* Task directions *
Return, unchanged, each line of the rows below that contains the string "outline".

* Dataset rows *
+--
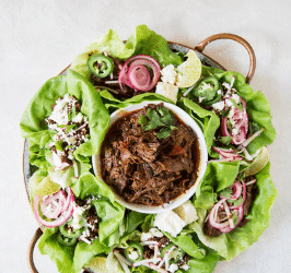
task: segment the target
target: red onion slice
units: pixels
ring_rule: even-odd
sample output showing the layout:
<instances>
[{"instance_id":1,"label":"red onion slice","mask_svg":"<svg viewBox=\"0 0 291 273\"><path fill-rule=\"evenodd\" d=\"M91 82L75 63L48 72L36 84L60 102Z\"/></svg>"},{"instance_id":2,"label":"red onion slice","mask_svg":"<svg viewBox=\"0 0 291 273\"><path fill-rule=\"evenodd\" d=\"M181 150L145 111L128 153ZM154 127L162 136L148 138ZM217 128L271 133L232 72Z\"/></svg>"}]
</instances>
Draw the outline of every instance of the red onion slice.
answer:
<instances>
[{"instance_id":1,"label":"red onion slice","mask_svg":"<svg viewBox=\"0 0 291 273\"><path fill-rule=\"evenodd\" d=\"M211 209L210 213L209 213L209 224L218 229L223 229L230 226L229 221L224 222L224 223L218 223L216 221L216 215L218 213L219 207L223 204L223 202L226 201L226 198L221 199L218 203L216 203L213 205L213 207Z\"/></svg>"},{"instance_id":2,"label":"red onion slice","mask_svg":"<svg viewBox=\"0 0 291 273\"><path fill-rule=\"evenodd\" d=\"M241 103L244 106L244 110L234 109L234 115L231 118L233 121L232 131L230 132L228 129L229 118L222 118L221 127L222 127L222 135L223 136L232 136L232 143L235 145L242 144L246 140L246 133L248 130L248 116L246 114L245 107L246 103L243 98L241 98Z\"/></svg>"},{"instance_id":3,"label":"red onion slice","mask_svg":"<svg viewBox=\"0 0 291 273\"><path fill-rule=\"evenodd\" d=\"M40 202L40 210L47 218L57 218L66 202L66 195L62 190L59 190L54 195L47 197L44 201Z\"/></svg>"},{"instance_id":4,"label":"red onion slice","mask_svg":"<svg viewBox=\"0 0 291 273\"><path fill-rule=\"evenodd\" d=\"M60 214L55 218L55 221L51 221L51 222L44 219L39 215L38 204L40 202L40 207L42 207L42 202L45 202L45 201L42 200L40 195L35 197L34 203L33 203L34 214L35 214L37 222L40 225L46 226L46 227L60 226L60 225L65 224L72 216L72 213L74 210L74 207L73 207L74 195L73 195L73 192L71 191L70 187L67 187L66 191L67 191L68 195L67 195L66 202L63 203L63 205L60 209ZM63 191L62 191L62 193L63 193ZM62 195L62 193L57 192L57 193L55 193L55 195ZM53 200L53 199L50 199L50 200Z\"/></svg>"},{"instance_id":5,"label":"red onion slice","mask_svg":"<svg viewBox=\"0 0 291 273\"><path fill-rule=\"evenodd\" d=\"M222 232L223 234L230 233L233 229L235 229L240 225L240 223L242 222L242 219L244 217L244 207L243 206L238 206L237 209L234 209L232 211L235 211L237 214L237 223L232 228L230 226L228 226L225 228L221 228L220 232Z\"/></svg>"},{"instance_id":6,"label":"red onion slice","mask_svg":"<svg viewBox=\"0 0 291 273\"><path fill-rule=\"evenodd\" d=\"M152 70L152 78L149 69ZM137 55L125 62L119 72L118 81L123 92L126 92L124 84L133 90L147 92L154 87L160 75L161 68L155 59L147 55Z\"/></svg>"},{"instance_id":7,"label":"red onion slice","mask_svg":"<svg viewBox=\"0 0 291 273\"><path fill-rule=\"evenodd\" d=\"M240 206L244 206L244 203L245 203L245 200L246 200L246 185L245 185L245 181L241 181L240 183L242 185L241 195L243 195L243 202L241 204L238 204L238 205L232 205L232 206L230 206L230 210L236 210Z\"/></svg>"}]
</instances>

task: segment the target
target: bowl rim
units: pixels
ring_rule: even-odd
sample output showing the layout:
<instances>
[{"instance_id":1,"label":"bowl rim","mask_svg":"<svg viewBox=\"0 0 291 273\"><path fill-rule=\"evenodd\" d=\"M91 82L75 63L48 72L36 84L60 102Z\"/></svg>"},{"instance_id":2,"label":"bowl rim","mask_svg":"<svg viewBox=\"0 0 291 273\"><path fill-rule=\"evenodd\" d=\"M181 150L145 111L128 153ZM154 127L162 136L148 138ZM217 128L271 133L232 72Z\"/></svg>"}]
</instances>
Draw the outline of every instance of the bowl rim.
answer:
<instances>
[{"instance_id":1,"label":"bowl rim","mask_svg":"<svg viewBox=\"0 0 291 273\"><path fill-rule=\"evenodd\" d=\"M190 189L188 189L185 193L177 197L175 200L172 200L172 201L170 201L170 203L164 203L163 205L160 205L160 206L150 206L150 205L128 203L119 194L117 194L112 187L108 186L112 189L112 191L114 192L114 195L115 195L117 202L119 202L121 205L124 205L125 207L127 207L131 211L146 213L146 214L156 214L156 213L164 212L165 210L174 210L177 206L179 206L181 204L185 203L187 200L189 200L193 197L193 194L196 192L196 189L199 186L199 183L201 182L201 178L205 175L205 171L207 168L207 162L208 162L208 150L207 150L207 144L206 144L206 140L205 140L205 135L202 133L202 130L197 124L197 122L186 111L184 111L182 108L179 108L178 106L176 106L174 104L165 103L162 100L144 100L144 102L139 103L139 104L131 104L125 108L117 109L116 111L114 111L110 115L109 127L118 118L120 118L120 117L123 117L123 116L125 116L131 111L141 109L149 104L158 105L161 103L163 103L164 107L174 111L183 120L183 122L185 124L191 127L193 130L195 131L195 133L198 138L198 142L199 142L200 164L199 164L198 177L196 179L195 185ZM94 171L94 175L96 176L96 178L100 179L101 181L103 181L102 175L101 175L100 154L101 154L101 150L97 154L92 156L92 166L93 166L93 171Z\"/></svg>"}]
</instances>

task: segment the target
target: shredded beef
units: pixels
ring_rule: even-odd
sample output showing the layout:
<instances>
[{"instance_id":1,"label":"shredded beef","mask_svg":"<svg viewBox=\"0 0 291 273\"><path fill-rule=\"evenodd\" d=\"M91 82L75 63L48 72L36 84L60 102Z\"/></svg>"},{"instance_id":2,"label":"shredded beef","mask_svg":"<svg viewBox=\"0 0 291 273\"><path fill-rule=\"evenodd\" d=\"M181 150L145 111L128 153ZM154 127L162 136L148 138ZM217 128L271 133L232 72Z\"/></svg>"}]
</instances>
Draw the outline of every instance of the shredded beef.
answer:
<instances>
[{"instance_id":1,"label":"shredded beef","mask_svg":"<svg viewBox=\"0 0 291 273\"><path fill-rule=\"evenodd\" d=\"M120 117L108 130L101 150L102 177L127 202L161 205L186 192L197 179L198 138L176 115L175 130L158 139L158 129L139 124L148 109Z\"/></svg>"}]
</instances>

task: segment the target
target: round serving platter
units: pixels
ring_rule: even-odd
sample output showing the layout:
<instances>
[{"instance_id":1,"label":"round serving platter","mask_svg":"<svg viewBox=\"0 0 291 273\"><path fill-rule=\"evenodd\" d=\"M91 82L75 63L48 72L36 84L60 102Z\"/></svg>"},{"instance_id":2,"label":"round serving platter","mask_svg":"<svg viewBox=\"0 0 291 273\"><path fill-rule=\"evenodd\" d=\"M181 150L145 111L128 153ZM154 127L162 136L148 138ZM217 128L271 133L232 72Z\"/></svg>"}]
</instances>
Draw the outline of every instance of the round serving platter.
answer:
<instances>
[{"instance_id":1,"label":"round serving platter","mask_svg":"<svg viewBox=\"0 0 291 273\"><path fill-rule=\"evenodd\" d=\"M237 41L238 44L243 45L245 47L245 49L248 52L249 56L249 70L248 73L246 75L246 83L249 84L251 80L254 76L255 73L255 69L256 69L256 56L254 52L254 49L252 48L252 46L241 36L234 35L234 34L230 34L230 33L221 33L221 34L214 34L208 38L206 38L205 40L202 40L201 43L199 43L196 47L191 48L191 47L187 47L177 43L172 43L168 41L168 47L171 50L173 50L174 52L184 52L187 54L190 49L195 50L197 56L199 57L201 63L203 66L207 67L214 67L221 70L226 70L224 67L222 67L220 63L218 63L217 61L214 61L212 58L210 58L209 56L203 54L203 50L206 48L207 45L209 45L210 43L218 40L218 39L232 39ZM68 66L66 69L63 69L59 75L66 75L67 74L67 70L70 68L70 66ZM24 176L24 183L25 183L25 189L26 189L26 193L27 193L27 198L30 201L30 188L28 188L28 183L30 183L30 179L32 177L32 175L37 170L37 167L33 166L30 164L30 142L27 139L24 140L24 150L23 150L23 176ZM42 236L43 232L42 232L42 227L38 227L35 232L35 235L33 236L30 247L28 247L28 265L31 269L31 272L33 273L38 273L38 271L36 270L35 265L34 265L34 261L33 261L33 250L34 247L38 240L38 238ZM86 270L86 269L84 269ZM92 272L92 271L88 271L86 272Z\"/></svg>"}]
</instances>

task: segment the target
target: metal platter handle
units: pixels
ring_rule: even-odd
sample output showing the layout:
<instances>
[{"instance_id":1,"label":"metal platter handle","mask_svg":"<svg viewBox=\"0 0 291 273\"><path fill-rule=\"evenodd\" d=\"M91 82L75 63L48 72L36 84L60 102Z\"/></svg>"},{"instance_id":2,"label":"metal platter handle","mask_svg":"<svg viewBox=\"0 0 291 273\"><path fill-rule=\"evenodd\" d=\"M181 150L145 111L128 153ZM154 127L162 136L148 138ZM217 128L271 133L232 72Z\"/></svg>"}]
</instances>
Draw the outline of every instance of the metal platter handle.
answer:
<instances>
[{"instance_id":1,"label":"metal platter handle","mask_svg":"<svg viewBox=\"0 0 291 273\"><path fill-rule=\"evenodd\" d=\"M214 41L218 39L232 39L232 40L240 43L241 45L243 45L245 47L245 49L247 50L248 56L249 56L249 70L248 70L248 73L246 75L246 83L249 83L252 81L252 79L255 74L255 70L256 70L256 56L255 56L255 51L254 51L253 47L241 36L237 36L235 34L231 34L231 33L214 34L214 35L206 38L205 40L200 41L195 47L195 49L202 52L207 45L209 45L211 41Z\"/></svg>"},{"instance_id":2,"label":"metal platter handle","mask_svg":"<svg viewBox=\"0 0 291 273\"><path fill-rule=\"evenodd\" d=\"M37 242L37 240L39 239L39 237L43 235L43 232L40 229L40 227L38 227L31 240L30 247L28 247L28 264L30 264L30 269L32 273L38 273L38 271L36 270L35 265L34 265L34 260L33 260L33 250L35 248L35 245Z\"/></svg>"}]
</instances>

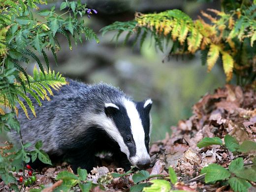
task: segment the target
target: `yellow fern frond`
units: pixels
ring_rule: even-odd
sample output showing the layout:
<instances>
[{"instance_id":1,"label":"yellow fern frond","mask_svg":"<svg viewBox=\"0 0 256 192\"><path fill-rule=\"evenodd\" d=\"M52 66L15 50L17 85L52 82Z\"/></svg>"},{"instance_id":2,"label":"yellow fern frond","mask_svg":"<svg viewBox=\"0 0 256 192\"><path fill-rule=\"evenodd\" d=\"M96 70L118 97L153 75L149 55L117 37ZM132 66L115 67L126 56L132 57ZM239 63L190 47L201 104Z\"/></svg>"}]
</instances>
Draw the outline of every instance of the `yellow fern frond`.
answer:
<instances>
[{"instance_id":1,"label":"yellow fern frond","mask_svg":"<svg viewBox=\"0 0 256 192\"><path fill-rule=\"evenodd\" d=\"M254 42L256 40L256 30L255 30L251 37L251 46L253 47L254 45Z\"/></svg>"},{"instance_id":2,"label":"yellow fern frond","mask_svg":"<svg viewBox=\"0 0 256 192\"><path fill-rule=\"evenodd\" d=\"M189 32L189 27L186 23L183 23L180 28L180 34L179 35L179 41L181 45L185 41L186 38Z\"/></svg>"},{"instance_id":3,"label":"yellow fern frond","mask_svg":"<svg viewBox=\"0 0 256 192\"><path fill-rule=\"evenodd\" d=\"M217 45L211 44L207 55L207 69L210 71L216 63L220 55L220 47Z\"/></svg>"},{"instance_id":4,"label":"yellow fern frond","mask_svg":"<svg viewBox=\"0 0 256 192\"><path fill-rule=\"evenodd\" d=\"M188 38L188 50L192 54L195 52L199 48L203 36L195 28L192 29L191 34Z\"/></svg>"},{"instance_id":5,"label":"yellow fern frond","mask_svg":"<svg viewBox=\"0 0 256 192\"><path fill-rule=\"evenodd\" d=\"M229 82L232 79L233 68L234 67L234 59L232 56L226 52L222 52L223 69L226 76L226 81Z\"/></svg>"},{"instance_id":6,"label":"yellow fern frond","mask_svg":"<svg viewBox=\"0 0 256 192\"><path fill-rule=\"evenodd\" d=\"M29 117L29 114L28 113L28 110L27 110L27 108L26 107L25 105L24 105L24 103L20 99L18 100L18 102L20 104L20 106L21 106L21 109L22 109L23 110L23 111L25 113L27 118L28 118L29 119L30 119L30 117Z\"/></svg>"},{"instance_id":7,"label":"yellow fern frond","mask_svg":"<svg viewBox=\"0 0 256 192\"><path fill-rule=\"evenodd\" d=\"M177 39L177 37L179 36L179 33L180 31L181 26L180 24L177 22L177 21L175 21L173 24L174 26L171 31L171 36L172 39L175 40Z\"/></svg>"}]
</instances>

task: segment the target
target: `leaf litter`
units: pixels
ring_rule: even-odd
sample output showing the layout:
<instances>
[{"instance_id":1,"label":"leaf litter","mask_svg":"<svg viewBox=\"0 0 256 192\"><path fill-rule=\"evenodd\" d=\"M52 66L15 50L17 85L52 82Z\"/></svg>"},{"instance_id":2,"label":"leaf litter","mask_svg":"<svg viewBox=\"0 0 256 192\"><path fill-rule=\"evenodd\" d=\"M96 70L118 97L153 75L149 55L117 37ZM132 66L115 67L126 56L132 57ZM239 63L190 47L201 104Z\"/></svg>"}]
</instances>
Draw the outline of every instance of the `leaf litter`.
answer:
<instances>
[{"instance_id":1,"label":"leaf litter","mask_svg":"<svg viewBox=\"0 0 256 192\"><path fill-rule=\"evenodd\" d=\"M202 97L193 106L193 115L190 118L180 120L177 126L171 127L171 136L166 133L165 138L152 143L150 149L152 168L147 171L151 176L161 175L167 177L168 168L171 166L178 179L172 189L232 192L227 185L222 186L220 182L217 182L214 185L205 184L202 179L203 177L200 176L201 169L214 163L226 168L231 161L238 156L243 158L245 164L251 163L253 153L235 155L220 145L212 145L199 149L197 144L205 137L217 137L224 142L224 137L227 134L235 137L240 143L246 140L256 141L255 93L254 89L250 87L242 88L226 85L224 88L216 89L213 94L207 94ZM70 166L65 164L44 168L41 173L37 173L35 184L30 188L26 187L25 191L39 188L41 184L51 189L57 175L64 170L72 172ZM124 169L117 167L112 163L94 168L88 174L87 179L101 184L107 192L128 192L131 187L134 186L135 184L132 179L134 172L116 178L113 177L113 173L125 173ZM154 179L156 178L142 181L140 185L149 185L149 180ZM8 186L3 186L1 183L0 191L8 190ZM249 191L256 191L256 184L252 182L251 184L253 187ZM76 188L74 191L80 190ZM98 186L91 191L103 191Z\"/></svg>"}]
</instances>

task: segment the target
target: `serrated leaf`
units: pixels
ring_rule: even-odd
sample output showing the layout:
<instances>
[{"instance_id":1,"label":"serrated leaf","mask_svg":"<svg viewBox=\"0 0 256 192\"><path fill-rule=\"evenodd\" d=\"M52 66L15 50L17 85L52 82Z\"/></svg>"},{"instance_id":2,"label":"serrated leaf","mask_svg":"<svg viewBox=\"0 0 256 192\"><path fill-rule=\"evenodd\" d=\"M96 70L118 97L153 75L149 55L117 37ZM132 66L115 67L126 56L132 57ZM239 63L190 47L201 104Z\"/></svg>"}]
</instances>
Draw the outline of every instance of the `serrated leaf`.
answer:
<instances>
[{"instance_id":1,"label":"serrated leaf","mask_svg":"<svg viewBox=\"0 0 256 192\"><path fill-rule=\"evenodd\" d=\"M73 11L73 12L75 12L75 7L76 7L76 4L75 1L71 1L70 2L70 8Z\"/></svg>"},{"instance_id":2,"label":"serrated leaf","mask_svg":"<svg viewBox=\"0 0 256 192\"><path fill-rule=\"evenodd\" d=\"M171 166L169 166L169 168L168 169L169 171L169 176L170 177L171 182L173 185L174 185L177 182L177 181L178 181L175 171L174 171L174 170Z\"/></svg>"},{"instance_id":3,"label":"serrated leaf","mask_svg":"<svg viewBox=\"0 0 256 192\"><path fill-rule=\"evenodd\" d=\"M228 166L228 170L233 173L236 170L242 170L243 168L244 160L241 157L239 157L232 161Z\"/></svg>"},{"instance_id":4,"label":"serrated leaf","mask_svg":"<svg viewBox=\"0 0 256 192\"><path fill-rule=\"evenodd\" d=\"M62 180L69 180L70 179L78 180L78 177L67 171L63 171L58 174L56 178L58 180L61 179Z\"/></svg>"},{"instance_id":5,"label":"serrated leaf","mask_svg":"<svg viewBox=\"0 0 256 192\"><path fill-rule=\"evenodd\" d=\"M256 151L256 142L251 140L245 140L239 146L238 151L244 153Z\"/></svg>"},{"instance_id":6,"label":"serrated leaf","mask_svg":"<svg viewBox=\"0 0 256 192\"><path fill-rule=\"evenodd\" d=\"M62 2L62 4L61 4L61 6L60 7L60 10L61 11L63 9L64 9L67 6L67 2Z\"/></svg>"},{"instance_id":7,"label":"serrated leaf","mask_svg":"<svg viewBox=\"0 0 256 192\"><path fill-rule=\"evenodd\" d=\"M204 137L201 141L197 143L197 147L202 148L211 145L222 145L222 140L220 138L215 137Z\"/></svg>"},{"instance_id":8,"label":"serrated leaf","mask_svg":"<svg viewBox=\"0 0 256 192\"><path fill-rule=\"evenodd\" d=\"M204 179L206 183L223 180L227 179L231 175L228 170L217 164L210 164L203 167L201 173L206 173Z\"/></svg>"},{"instance_id":9,"label":"serrated leaf","mask_svg":"<svg viewBox=\"0 0 256 192\"><path fill-rule=\"evenodd\" d=\"M31 22L32 20L28 16L20 16L16 18L16 21L17 23L21 25L28 25Z\"/></svg>"},{"instance_id":10,"label":"serrated leaf","mask_svg":"<svg viewBox=\"0 0 256 192\"><path fill-rule=\"evenodd\" d=\"M51 29L53 32L53 36L55 36L55 34L56 34L56 32L57 32L59 27L59 22L57 18L55 18L51 21Z\"/></svg>"},{"instance_id":11,"label":"serrated leaf","mask_svg":"<svg viewBox=\"0 0 256 192\"><path fill-rule=\"evenodd\" d=\"M210 71L216 63L220 55L220 47L215 44L211 44L207 54L208 71Z\"/></svg>"},{"instance_id":12,"label":"serrated leaf","mask_svg":"<svg viewBox=\"0 0 256 192\"><path fill-rule=\"evenodd\" d=\"M171 185L168 181L162 179L151 180L153 183L149 187L143 188L144 192L169 192L171 189Z\"/></svg>"},{"instance_id":13,"label":"serrated leaf","mask_svg":"<svg viewBox=\"0 0 256 192\"><path fill-rule=\"evenodd\" d=\"M77 173L78 173L80 180L85 181L87 178L87 171L86 169L83 169L78 167L77 169Z\"/></svg>"},{"instance_id":14,"label":"serrated leaf","mask_svg":"<svg viewBox=\"0 0 256 192\"><path fill-rule=\"evenodd\" d=\"M232 177L228 180L228 183L235 192L248 192L252 185L245 179Z\"/></svg>"},{"instance_id":15,"label":"serrated leaf","mask_svg":"<svg viewBox=\"0 0 256 192\"><path fill-rule=\"evenodd\" d=\"M224 141L225 142L225 146L231 152L236 151L239 144L236 140L236 139L229 135L226 135L224 137Z\"/></svg>"},{"instance_id":16,"label":"serrated leaf","mask_svg":"<svg viewBox=\"0 0 256 192\"><path fill-rule=\"evenodd\" d=\"M140 181L146 180L149 176L150 174L148 171L141 170L132 175L132 180L134 183L137 183Z\"/></svg>"},{"instance_id":17,"label":"serrated leaf","mask_svg":"<svg viewBox=\"0 0 256 192\"><path fill-rule=\"evenodd\" d=\"M130 192L140 192L142 191L143 188L149 185L148 183L140 183L135 185L130 188Z\"/></svg>"}]
</instances>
+--
* Answer to this problem *
Draw the outline of every instance of the red onion slice.
Draw the outline of every instance of the bowl rim.
Draw the outline of every instance of the shredded beef.
Draw the outline of every instance of the round serving platter.
Draw the outline of every instance of the metal platter handle.
Draw the outline of every instance of the `yellow fern frond`.
Draw the outline of every instance of the `leaf litter`.
Draw the outline of every instance of the `serrated leaf`.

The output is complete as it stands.